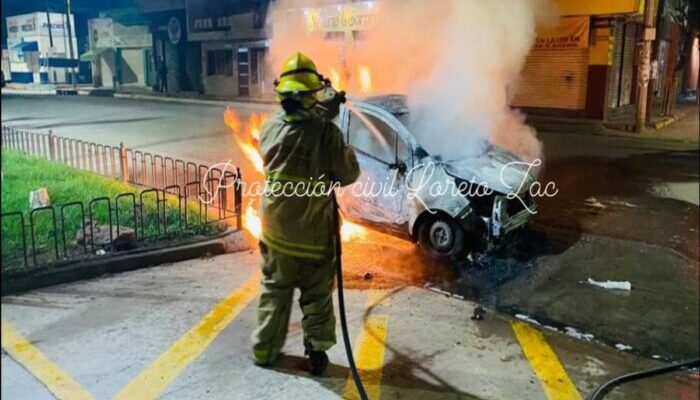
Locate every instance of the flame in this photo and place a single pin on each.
(247, 135)
(336, 81)
(365, 77)
(251, 221)
(349, 231)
--*--
Problem:
Set down the whole listing word for word, omitting the pictures.

Exercise response:
Locate every instance of the flame in this photo and place a single pin on each.
(247, 135)
(336, 81)
(365, 77)
(251, 221)
(349, 231)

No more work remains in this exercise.